_Dataset entries_
== Segment start ==
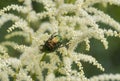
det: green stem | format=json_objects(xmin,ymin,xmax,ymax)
[{"xmin": 40, "ymin": 53, "xmax": 47, "ymax": 61}]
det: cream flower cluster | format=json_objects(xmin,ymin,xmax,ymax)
[{"xmin": 0, "ymin": 0, "xmax": 120, "ymax": 81}]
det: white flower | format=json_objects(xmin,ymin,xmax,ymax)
[{"xmin": 0, "ymin": 0, "xmax": 120, "ymax": 81}]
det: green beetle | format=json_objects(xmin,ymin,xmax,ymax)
[{"xmin": 41, "ymin": 33, "xmax": 69, "ymax": 52}]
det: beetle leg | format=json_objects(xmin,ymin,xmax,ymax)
[{"xmin": 51, "ymin": 32, "xmax": 58, "ymax": 37}]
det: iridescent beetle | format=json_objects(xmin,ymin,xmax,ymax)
[{"xmin": 41, "ymin": 33, "xmax": 70, "ymax": 52}]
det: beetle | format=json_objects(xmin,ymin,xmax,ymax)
[{"xmin": 41, "ymin": 33, "xmax": 70, "ymax": 52}]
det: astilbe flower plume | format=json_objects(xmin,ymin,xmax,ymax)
[{"xmin": 0, "ymin": 0, "xmax": 120, "ymax": 81}]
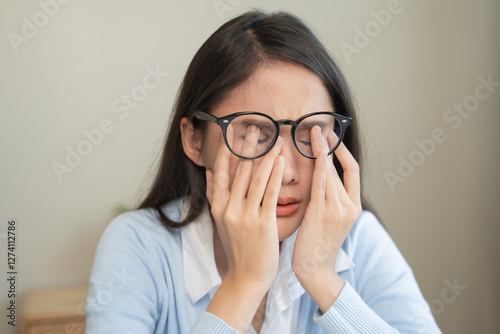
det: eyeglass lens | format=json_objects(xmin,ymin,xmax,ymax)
[{"xmin": 227, "ymin": 113, "xmax": 342, "ymax": 159}]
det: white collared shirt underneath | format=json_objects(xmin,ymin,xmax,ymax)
[{"xmin": 181, "ymin": 203, "xmax": 355, "ymax": 334}]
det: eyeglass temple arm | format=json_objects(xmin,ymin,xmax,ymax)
[{"xmin": 193, "ymin": 110, "xmax": 217, "ymax": 123}]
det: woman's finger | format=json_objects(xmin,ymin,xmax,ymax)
[
  {"xmin": 325, "ymin": 131, "xmax": 340, "ymax": 178},
  {"xmin": 310, "ymin": 126, "xmax": 339, "ymax": 203},
  {"xmin": 331, "ymin": 131, "xmax": 362, "ymax": 211},
  {"xmin": 246, "ymin": 136, "xmax": 283, "ymax": 209},
  {"xmin": 261, "ymin": 153, "xmax": 286, "ymax": 216},
  {"xmin": 326, "ymin": 131, "xmax": 351, "ymax": 205},
  {"xmin": 229, "ymin": 125, "xmax": 261, "ymax": 203},
  {"xmin": 309, "ymin": 150, "xmax": 328, "ymax": 207},
  {"xmin": 328, "ymin": 131, "xmax": 361, "ymax": 209},
  {"xmin": 310, "ymin": 125, "xmax": 325, "ymax": 159}
]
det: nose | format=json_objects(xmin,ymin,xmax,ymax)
[{"xmin": 277, "ymin": 132, "xmax": 298, "ymax": 185}]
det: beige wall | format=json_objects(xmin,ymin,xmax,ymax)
[{"xmin": 1, "ymin": 0, "xmax": 498, "ymax": 333}]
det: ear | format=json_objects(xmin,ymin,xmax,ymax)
[{"xmin": 180, "ymin": 117, "xmax": 205, "ymax": 167}]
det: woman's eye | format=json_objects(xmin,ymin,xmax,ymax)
[
  {"xmin": 298, "ymin": 140, "xmax": 311, "ymax": 147},
  {"xmin": 237, "ymin": 135, "xmax": 270, "ymax": 144},
  {"xmin": 258, "ymin": 137, "xmax": 270, "ymax": 144}
]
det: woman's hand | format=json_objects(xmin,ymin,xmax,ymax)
[
  {"xmin": 205, "ymin": 125, "xmax": 286, "ymax": 332},
  {"xmin": 292, "ymin": 126, "xmax": 362, "ymax": 312},
  {"xmin": 206, "ymin": 124, "xmax": 285, "ymax": 286}
]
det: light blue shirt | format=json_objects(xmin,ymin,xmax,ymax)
[{"xmin": 85, "ymin": 197, "xmax": 441, "ymax": 333}]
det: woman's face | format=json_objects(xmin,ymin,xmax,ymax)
[{"xmin": 199, "ymin": 61, "xmax": 334, "ymax": 241}]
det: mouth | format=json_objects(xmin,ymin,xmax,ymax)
[{"xmin": 276, "ymin": 197, "xmax": 300, "ymax": 217}]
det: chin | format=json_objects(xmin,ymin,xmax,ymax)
[{"xmin": 277, "ymin": 216, "xmax": 301, "ymax": 241}]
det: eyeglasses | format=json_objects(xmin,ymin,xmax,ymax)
[{"xmin": 193, "ymin": 110, "xmax": 352, "ymax": 159}]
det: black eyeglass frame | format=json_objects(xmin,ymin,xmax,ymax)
[{"xmin": 193, "ymin": 110, "xmax": 352, "ymax": 159}]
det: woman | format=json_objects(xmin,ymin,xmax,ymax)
[{"xmin": 85, "ymin": 10, "xmax": 441, "ymax": 333}]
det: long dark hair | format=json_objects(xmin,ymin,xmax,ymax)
[{"xmin": 138, "ymin": 10, "xmax": 376, "ymax": 227}]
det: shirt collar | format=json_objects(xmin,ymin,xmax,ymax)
[
  {"xmin": 180, "ymin": 198, "xmax": 355, "ymax": 305},
  {"xmin": 181, "ymin": 199, "xmax": 221, "ymax": 305},
  {"xmin": 265, "ymin": 227, "xmax": 354, "ymax": 328}
]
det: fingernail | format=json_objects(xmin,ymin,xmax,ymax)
[{"xmin": 276, "ymin": 136, "xmax": 283, "ymax": 145}]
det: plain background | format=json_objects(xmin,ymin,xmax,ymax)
[{"xmin": 1, "ymin": 0, "xmax": 499, "ymax": 333}]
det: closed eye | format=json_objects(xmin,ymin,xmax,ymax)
[{"xmin": 298, "ymin": 140, "xmax": 311, "ymax": 146}]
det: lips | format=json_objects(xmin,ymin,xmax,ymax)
[{"xmin": 276, "ymin": 197, "xmax": 300, "ymax": 217}]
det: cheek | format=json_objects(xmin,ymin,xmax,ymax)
[{"xmin": 200, "ymin": 128, "xmax": 223, "ymax": 169}]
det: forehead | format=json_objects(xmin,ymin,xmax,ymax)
[{"xmin": 212, "ymin": 62, "xmax": 334, "ymax": 120}]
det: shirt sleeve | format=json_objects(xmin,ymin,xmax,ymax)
[
  {"xmin": 190, "ymin": 312, "xmax": 239, "ymax": 334},
  {"xmin": 312, "ymin": 211, "xmax": 442, "ymax": 333},
  {"xmin": 85, "ymin": 213, "xmax": 241, "ymax": 334},
  {"xmin": 85, "ymin": 215, "xmax": 161, "ymax": 333}
]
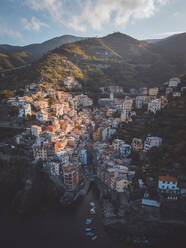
== Segment end ==
_Brief_
When a line carries an image, skip the image and repeat everything else above exactly as written.

_Reply to the task_
det: green stem | format=json_objects(xmin,ymin,xmax,ymax)
[{"xmin": 40, "ymin": 53, "xmax": 47, "ymax": 61}]
det: cream flower cluster | format=json_objects(xmin,ymin,xmax,ymax)
[{"xmin": 0, "ymin": 0, "xmax": 120, "ymax": 81}]
det: white flower | format=json_objects(xmin,ymin,xmax,ymax)
[{"xmin": 0, "ymin": 0, "xmax": 120, "ymax": 81}]
det: green beetle | format=json_objects(xmin,ymin,xmax,ymax)
[{"xmin": 41, "ymin": 33, "xmax": 69, "ymax": 52}]
det: beetle leg | format=json_objects(xmin,ymin,xmax,ymax)
[{"xmin": 51, "ymin": 32, "xmax": 58, "ymax": 37}]
det: iridescent beetle | format=json_objects(xmin,ymin,xmax,ymax)
[{"xmin": 41, "ymin": 33, "xmax": 70, "ymax": 52}]
det: beetle | format=json_objects(xmin,ymin,xmax,ymax)
[{"xmin": 41, "ymin": 33, "xmax": 70, "ymax": 52}]
det: astilbe flower plume | format=json_objects(xmin,ymin,xmax,ymax)
[{"xmin": 0, "ymin": 0, "xmax": 120, "ymax": 81}]
det: eyeglass lens | format=json_objects(xmin,ymin,xmax,ymax)
[{"xmin": 227, "ymin": 113, "xmax": 342, "ymax": 159}]
det: white collared shirt underneath | format=json_objects(xmin,ymin,xmax,ymax)
[{"xmin": 181, "ymin": 203, "xmax": 355, "ymax": 334}]
det: eyeglass temple arm | format=json_objects(xmin,ymin,xmax,ymax)
[{"xmin": 193, "ymin": 110, "xmax": 217, "ymax": 123}]
det: woman's finger | format=json_objects(xmin,ymin,xmax,ymax)
[
  {"xmin": 325, "ymin": 131, "xmax": 340, "ymax": 178},
  {"xmin": 310, "ymin": 126, "xmax": 339, "ymax": 203},
  {"xmin": 331, "ymin": 131, "xmax": 362, "ymax": 211},
  {"xmin": 246, "ymin": 136, "xmax": 283, "ymax": 209},
  {"xmin": 261, "ymin": 153, "xmax": 286, "ymax": 216},
  {"xmin": 326, "ymin": 131, "xmax": 351, "ymax": 205},
  {"xmin": 229, "ymin": 125, "xmax": 261, "ymax": 203},
  {"xmin": 309, "ymin": 150, "xmax": 328, "ymax": 207},
  {"xmin": 328, "ymin": 131, "xmax": 361, "ymax": 209},
  {"xmin": 310, "ymin": 125, "xmax": 325, "ymax": 159}
]
det: nose | format=json_objects(xmin,ymin,xmax,ymax)
[{"xmin": 277, "ymin": 132, "xmax": 298, "ymax": 185}]
det: beige wall | format=json_objects(xmin,ymin,xmax,ymax)
[{"xmin": 1, "ymin": 0, "xmax": 498, "ymax": 333}]
det: ear | format=json_objects(xmin,ymin,xmax,ymax)
[{"xmin": 180, "ymin": 117, "xmax": 205, "ymax": 167}]
det: woman's eye | format=json_objects(xmin,ymin,xmax,ymax)
[
  {"xmin": 298, "ymin": 140, "xmax": 311, "ymax": 147},
  {"xmin": 237, "ymin": 135, "xmax": 270, "ymax": 144},
  {"xmin": 258, "ymin": 137, "xmax": 270, "ymax": 144}
]
det: woman's hand | format=json_objects(xmin,ymin,xmax,ymax)
[
  {"xmin": 205, "ymin": 125, "xmax": 286, "ymax": 332},
  {"xmin": 292, "ymin": 126, "xmax": 362, "ymax": 312},
  {"xmin": 206, "ymin": 124, "xmax": 285, "ymax": 286}
]
det: light blue shirt | format=json_objects(xmin,ymin,xmax,ymax)
[{"xmin": 85, "ymin": 197, "xmax": 441, "ymax": 333}]
det: woman's face | format=json_objects(xmin,ymin,xmax,ymax)
[{"xmin": 199, "ymin": 61, "xmax": 334, "ymax": 241}]
det: mouth | format=json_objects(xmin,ymin,xmax,ymax)
[{"xmin": 276, "ymin": 197, "xmax": 300, "ymax": 217}]
det: chin | format=json_objects(xmin,ymin,xmax,ymax)
[{"xmin": 277, "ymin": 216, "xmax": 301, "ymax": 241}]
det: eyeglasses | format=json_objects(xmin,ymin,xmax,ymax)
[{"xmin": 193, "ymin": 110, "xmax": 352, "ymax": 159}]
det: black eyeglass frame | format=json_objects(xmin,ymin,xmax,ymax)
[{"xmin": 193, "ymin": 110, "xmax": 352, "ymax": 159}]
det: woman | format=json_objects(xmin,ymin,xmax,ymax)
[{"xmin": 85, "ymin": 10, "xmax": 441, "ymax": 333}]
det: long dark hair | format=json_objects(xmin,ymin,xmax,ymax)
[{"xmin": 138, "ymin": 10, "xmax": 376, "ymax": 227}]
det: shirt collar | format=json_objects(xmin,ymin,xmax,ymax)
[
  {"xmin": 180, "ymin": 198, "xmax": 355, "ymax": 305},
  {"xmin": 181, "ymin": 199, "xmax": 221, "ymax": 305},
  {"xmin": 265, "ymin": 227, "xmax": 354, "ymax": 328}
]
det: fingernail | format=json_objects(xmin,ymin,xmax,ymax)
[{"xmin": 276, "ymin": 136, "xmax": 283, "ymax": 145}]
det: plain background | format=json_objects(xmin,ymin,xmax,ymax)
[{"xmin": 1, "ymin": 0, "xmax": 499, "ymax": 333}]
det: closed eye | format=json_objects(xmin,ymin,xmax,ymax)
[{"xmin": 298, "ymin": 140, "xmax": 311, "ymax": 146}]
det: lips | format=json_objects(xmin,ymin,xmax,ymax)
[{"xmin": 276, "ymin": 197, "xmax": 300, "ymax": 217}]
det: cheek | format=json_objects(xmin,ymin,xmax,ymax)
[{"xmin": 200, "ymin": 128, "xmax": 223, "ymax": 169}]
det: forehead | format=json_objects(xmin,ymin,xmax,ymax)
[{"xmin": 212, "ymin": 62, "xmax": 334, "ymax": 120}]
det: shirt sleeve | format=json_objects(xmin,ymin,xmax,ymax)
[
  {"xmin": 190, "ymin": 312, "xmax": 239, "ymax": 334},
  {"xmin": 312, "ymin": 211, "xmax": 442, "ymax": 333},
  {"xmin": 85, "ymin": 213, "xmax": 241, "ymax": 334},
  {"xmin": 85, "ymin": 215, "xmax": 161, "ymax": 333}
]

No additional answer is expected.